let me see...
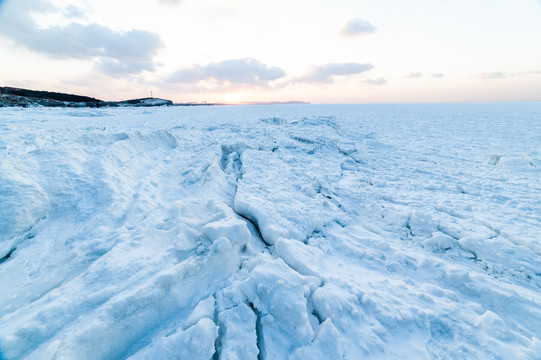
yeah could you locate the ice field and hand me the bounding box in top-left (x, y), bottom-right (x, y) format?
top-left (0, 103), bottom-right (540, 359)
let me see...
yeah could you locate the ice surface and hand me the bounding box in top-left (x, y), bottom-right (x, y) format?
top-left (0, 103), bottom-right (540, 359)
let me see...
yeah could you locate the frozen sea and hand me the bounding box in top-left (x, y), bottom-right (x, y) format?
top-left (0, 103), bottom-right (540, 359)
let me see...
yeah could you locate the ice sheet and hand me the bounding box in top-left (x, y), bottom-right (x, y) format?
top-left (0, 103), bottom-right (540, 359)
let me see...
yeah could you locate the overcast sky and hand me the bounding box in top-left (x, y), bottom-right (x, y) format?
top-left (1, 0), bottom-right (540, 103)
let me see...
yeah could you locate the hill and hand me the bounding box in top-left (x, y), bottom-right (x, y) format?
top-left (0, 86), bottom-right (173, 107)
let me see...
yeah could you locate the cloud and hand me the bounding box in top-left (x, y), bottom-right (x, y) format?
top-left (478, 72), bottom-right (506, 79)
top-left (511, 70), bottom-right (541, 77)
top-left (432, 73), bottom-right (444, 78)
top-left (364, 77), bottom-right (387, 86)
top-left (340, 18), bottom-right (376, 37)
top-left (405, 72), bottom-right (422, 78)
top-left (167, 58), bottom-right (286, 86)
top-left (63, 4), bottom-right (88, 19)
top-left (0, 0), bottom-right (163, 76)
top-left (295, 63), bottom-right (374, 83)
top-left (13, 23), bottom-right (162, 62)
top-left (96, 58), bottom-right (158, 76)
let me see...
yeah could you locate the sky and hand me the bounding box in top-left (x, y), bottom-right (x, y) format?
top-left (1, 0), bottom-right (541, 104)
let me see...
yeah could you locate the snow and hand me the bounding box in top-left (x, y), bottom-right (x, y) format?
top-left (0, 103), bottom-right (540, 359)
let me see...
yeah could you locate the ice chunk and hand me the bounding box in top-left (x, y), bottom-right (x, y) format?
top-left (290, 319), bottom-right (343, 360)
top-left (422, 232), bottom-right (456, 252)
top-left (275, 237), bottom-right (323, 277)
top-left (217, 304), bottom-right (259, 360)
top-left (408, 210), bottom-right (438, 237)
top-left (202, 218), bottom-right (251, 246)
top-left (184, 297), bottom-right (215, 330)
top-left (310, 283), bottom-right (385, 356)
top-left (216, 255), bottom-right (314, 358)
top-left (128, 318), bottom-right (217, 360)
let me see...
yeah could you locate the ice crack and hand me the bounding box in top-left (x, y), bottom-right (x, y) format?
top-left (0, 247), bottom-right (15, 265)
top-left (249, 302), bottom-right (266, 360)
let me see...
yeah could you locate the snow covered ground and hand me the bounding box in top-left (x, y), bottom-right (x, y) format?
top-left (0, 103), bottom-right (540, 359)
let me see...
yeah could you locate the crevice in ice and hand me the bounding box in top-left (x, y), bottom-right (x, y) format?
top-left (223, 146), bottom-right (272, 249)
top-left (436, 225), bottom-right (459, 240)
top-left (291, 135), bottom-right (317, 145)
top-left (405, 215), bottom-right (414, 238)
top-left (459, 248), bottom-right (489, 271)
top-left (248, 302), bottom-right (266, 360)
top-left (212, 298), bottom-right (222, 360)
top-left (311, 309), bottom-right (324, 325)
top-left (433, 206), bottom-right (466, 220)
top-left (0, 247), bottom-right (15, 265)
top-left (8, 216), bottom-right (46, 257)
top-left (304, 230), bottom-right (321, 245)
top-left (235, 212), bottom-right (271, 247)
top-left (319, 190), bottom-right (347, 213)
top-left (339, 149), bottom-right (366, 170)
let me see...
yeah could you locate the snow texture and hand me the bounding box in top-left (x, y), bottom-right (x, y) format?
top-left (0, 103), bottom-right (540, 359)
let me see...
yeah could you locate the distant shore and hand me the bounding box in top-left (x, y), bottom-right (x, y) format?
top-left (0, 86), bottom-right (175, 108)
top-left (0, 86), bottom-right (310, 108)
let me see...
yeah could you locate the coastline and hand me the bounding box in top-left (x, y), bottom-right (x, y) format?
top-left (0, 86), bottom-right (173, 108)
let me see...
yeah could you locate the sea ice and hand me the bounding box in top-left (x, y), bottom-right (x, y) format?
top-left (0, 103), bottom-right (540, 359)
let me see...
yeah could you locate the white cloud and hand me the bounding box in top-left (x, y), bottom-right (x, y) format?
top-left (405, 72), bottom-right (422, 78)
top-left (340, 18), bottom-right (376, 38)
top-left (167, 58), bottom-right (286, 86)
top-left (432, 73), bottom-right (444, 78)
top-left (478, 72), bottom-right (506, 79)
top-left (364, 77), bottom-right (387, 86)
top-left (295, 63), bottom-right (374, 83)
top-left (0, 0), bottom-right (163, 76)
top-left (96, 58), bottom-right (158, 76)
top-left (511, 70), bottom-right (541, 77)
top-left (63, 4), bottom-right (88, 19)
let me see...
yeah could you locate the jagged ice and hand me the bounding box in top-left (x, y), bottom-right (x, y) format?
top-left (0, 103), bottom-right (540, 359)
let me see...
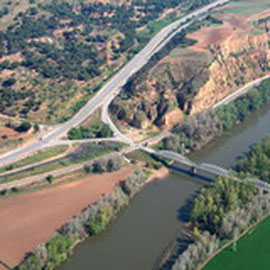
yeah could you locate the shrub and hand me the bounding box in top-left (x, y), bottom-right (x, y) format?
top-left (88, 205), bottom-right (113, 235)
top-left (2, 77), bottom-right (16, 87)
top-left (15, 121), bottom-right (32, 132)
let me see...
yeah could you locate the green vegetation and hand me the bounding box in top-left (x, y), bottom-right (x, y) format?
top-left (216, 79), bottom-right (270, 130)
top-left (45, 174), bottom-right (54, 184)
top-left (191, 179), bottom-right (258, 235)
top-left (17, 169), bottom-right (148, 270)
top-left (68, 123), bottom-right (113, 140)
top-left (88, 205), bottom-right (114, 235)
top-left (204, 215), bottom-right (270, 270)
top-left (235, 136), bottom-right (270, 182)
top-left (0, 146), bottom-right (68, 173)
top-left (67, 108), bottom-right (114, 139)
top-left (84, 155), bottom-right (123, 174)
top-left (15, 121), bottom-right (32, 132)
top-left (18, 234), bottom-right (74, 270)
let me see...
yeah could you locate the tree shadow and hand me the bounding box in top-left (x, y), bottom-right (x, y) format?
top-left (155, 189), bottom-right (201, 270)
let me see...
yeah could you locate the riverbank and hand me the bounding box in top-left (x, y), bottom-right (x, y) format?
top-left (157, 78), bottom-right (270, 270)
top-left (148, 167), bottom-right (170, 181)
top-left (57, 77), bottom-right (270, 270)
top-left (0, 167), bottom-right (133, 269)
top-left (12, 79), bottom-right (270, 270)
top-left (15, 167), bottom-right (149, 270)
top-left (169, 135), bottom-right (270, 270)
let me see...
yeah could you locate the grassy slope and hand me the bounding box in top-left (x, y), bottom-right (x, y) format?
top-left (204, 215), bottom-right (270, 270)
top-left (0, 145), bottom-right (69, 173)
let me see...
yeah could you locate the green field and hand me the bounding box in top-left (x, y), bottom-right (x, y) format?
top-left (204, 215), bottom-right (270, 270)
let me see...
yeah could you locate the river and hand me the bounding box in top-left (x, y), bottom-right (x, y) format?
top-left (60, 104), bottom-right (270, 270)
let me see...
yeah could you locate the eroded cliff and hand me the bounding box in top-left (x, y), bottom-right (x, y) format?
top-left (110, 10), bottom-right (270, 132)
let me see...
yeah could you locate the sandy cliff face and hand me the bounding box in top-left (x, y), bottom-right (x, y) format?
top-left (191, 33), bottom-right (270, 114)
top-left (111, 22), bottom-right (270, 131)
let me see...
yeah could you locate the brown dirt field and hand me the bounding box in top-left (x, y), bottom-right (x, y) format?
top-left (0, 166), bottom-right (133, 269)
top-left (188, 14), bottom-right (251, 51)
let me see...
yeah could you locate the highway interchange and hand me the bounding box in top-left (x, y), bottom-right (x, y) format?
top-left (0, 0), bottom-right (230, 167)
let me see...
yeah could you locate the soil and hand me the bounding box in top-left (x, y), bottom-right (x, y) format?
top-left (0, 166), bottom-right (133, 269)
top-left (188, 13), bottom-right (251, 51)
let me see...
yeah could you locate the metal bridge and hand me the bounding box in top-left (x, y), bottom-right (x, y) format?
top-left (148, 149), bottom-right (270, 191)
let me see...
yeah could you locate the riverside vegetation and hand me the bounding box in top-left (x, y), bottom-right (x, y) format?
top-left (16, 168), bottom-right (147, 270)
top-left (163, 135), bottom-right (270, 269)
top-left (161, 78), bottom-right (270, 154)
top-left (234, 136), bottom-right (270, 183)
top-left (171, 178), bottom-right (270, 270)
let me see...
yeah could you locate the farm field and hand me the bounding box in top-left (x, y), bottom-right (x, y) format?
top-left (204, 215), bottom-right (270, 270)
top-left (0, 166), bottom-right (132, 268)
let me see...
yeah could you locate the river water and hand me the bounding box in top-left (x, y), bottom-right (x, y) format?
top-left (60, 104), bottom-right (270, 270)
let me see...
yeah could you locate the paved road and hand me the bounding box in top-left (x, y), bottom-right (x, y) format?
top-left (49, 137), bottom-right (123, 146)
top-left (213, 75), bottom-right (270, 109)
top-left (0, 0), bottom-right (229, 167)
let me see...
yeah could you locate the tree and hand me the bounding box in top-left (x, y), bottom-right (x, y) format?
top-left (2, 77), bottom-right (16, 87)
top-left (46, 175), bottom-right (54, 184)
top-left (97, 124), bottom-right (113, 138)
top-left (88, 205), bottom-right (113, 235)
top-left (34, 123), bottom-right (40, 133)
top-left (16, 121), bottom-right (32, 132)
top-left (92, 161), bottom-right (105, 173)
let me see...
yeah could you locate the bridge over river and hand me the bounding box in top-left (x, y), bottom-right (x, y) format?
top-left (141, 147), bottom-right (270, 192)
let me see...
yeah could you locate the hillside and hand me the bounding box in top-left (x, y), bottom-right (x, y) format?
top-left (0, 0), bottom-right (215, 123)
top-left (110, 0), bottom-right (270, 137)
top-left (0, 0), bottom-right (217, 153)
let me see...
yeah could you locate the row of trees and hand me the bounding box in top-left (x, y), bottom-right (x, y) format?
top-left (67, 142), bottom-right (123, 162)
top-left (84, 155), bottom-right (123, 174)
top-left (17, 169), bottom-right (147, 270)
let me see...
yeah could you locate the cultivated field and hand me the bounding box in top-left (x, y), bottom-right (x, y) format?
top-left (0, 166), bottom-right (132, 268)
top-left (204, 215), bottom-right (270, 270)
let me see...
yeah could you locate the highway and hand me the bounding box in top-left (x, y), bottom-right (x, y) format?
top-left (0, 0), bottom-right (229, 166)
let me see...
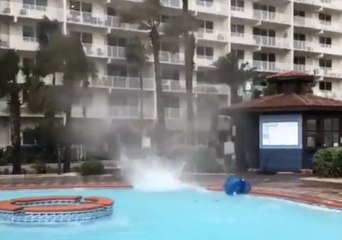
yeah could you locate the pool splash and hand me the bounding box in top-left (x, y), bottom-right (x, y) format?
top-left (120, 155), bottom-right (196, 192)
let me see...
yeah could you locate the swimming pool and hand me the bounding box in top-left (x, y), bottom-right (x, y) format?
top-left (1, 188), bottom-right (341, 240)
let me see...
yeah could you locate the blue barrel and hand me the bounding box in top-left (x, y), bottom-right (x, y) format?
top-left (223, 176), bottom-right (251, 196)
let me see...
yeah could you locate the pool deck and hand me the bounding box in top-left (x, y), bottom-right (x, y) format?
top-left (0, 173), bottom-right (341, 210)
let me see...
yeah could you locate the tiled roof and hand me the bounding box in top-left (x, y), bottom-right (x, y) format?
top-left (266, 71), bottom-right (314, 81)
top-left (221, 93), bottom-right (342, 113)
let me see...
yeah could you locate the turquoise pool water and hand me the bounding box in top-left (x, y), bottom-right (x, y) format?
top-left (1, 188), bottom-right (341, 240)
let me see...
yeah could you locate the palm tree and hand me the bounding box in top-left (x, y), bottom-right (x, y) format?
top-left (44, 33), bottom-right (96, 172)
top-left (0, 50), bottom-right (22, 174)
top-left (120, 0), bottom-right (166, 153)
top-left (213, 52), bottom-right (258, 104)
top-left (163, 1), bottom-right (198, 144)
top-left (124, 37), bottom-right (148, 146)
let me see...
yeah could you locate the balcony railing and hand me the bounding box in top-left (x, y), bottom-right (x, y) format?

## Try it
Only an exact copy of the lines from the one with "yeah could you locate the highway and" through the last line of the listing should be given; pictures must not be included.

## Result of this exercise
yeah could you locate the highway and hand me the bounding box in top-left (x, y), bottom-right (x, y) format?
top-left (0, 0), bottom-right (229, 166)
let me see...
yeah could you locate the pool splash and hand me the bounding box in top-left (x, y), bottom-right (x, y) format?
top-left (120, 155), bottom-right (196, 192)
let me see...
yeah could you locate the swimming pool and hand me the bounding box in top-left (x, y), bottom-right (x, y) format?
top-left (1, 188), bottom-right (341, 240)
let me see...
yeah could you locate the blue barrel and hand me the bounding box in top-left (x, y), bottom-right (x, y) format?
top-left (223, 176), bottom-right (251, 196)
let me see...
yeah could you locate the pool deck and hand me the bounding box in top-left (x, y), bottom-right (x, y) format?
top-left (0, 173), bottom-right (341, 210)
let me see...
yeah could you locate the tiled roof and hand me the bounding box in top-left (x, y), bottom-right (x, y) format?
top-left (266, 71), bottom-right (314, 81)
top-left (221, 93), bottom-right (342, 113)
let me see...
yeah could you locate the turquoise pool water and hand me the bounding box in top-left (x, y), bottom-right (x, y) format?
top-left (1, 188), bottom-right (341, 240)
let me see...
yeah could you locate the palm tree and hand me the bounding box in top-left (x, y), bottom-right (x, y) format?
top-left (44, 33), bottom-right (96, 172)
top-left (0, 50), bottom-right (22, 174)
top-left (120, 0), bottom-right (166, 153)
top-left (213, 52), bottom-right (258, 104)
top-left (163, 1), bottom-right (198, 144)
top-left (124, 37), bottom-right (148, 146)
let me see...
yeah could you locate the balcony railing and hand me the bounding box in top-left (x, y), bottom-right (x, y) format?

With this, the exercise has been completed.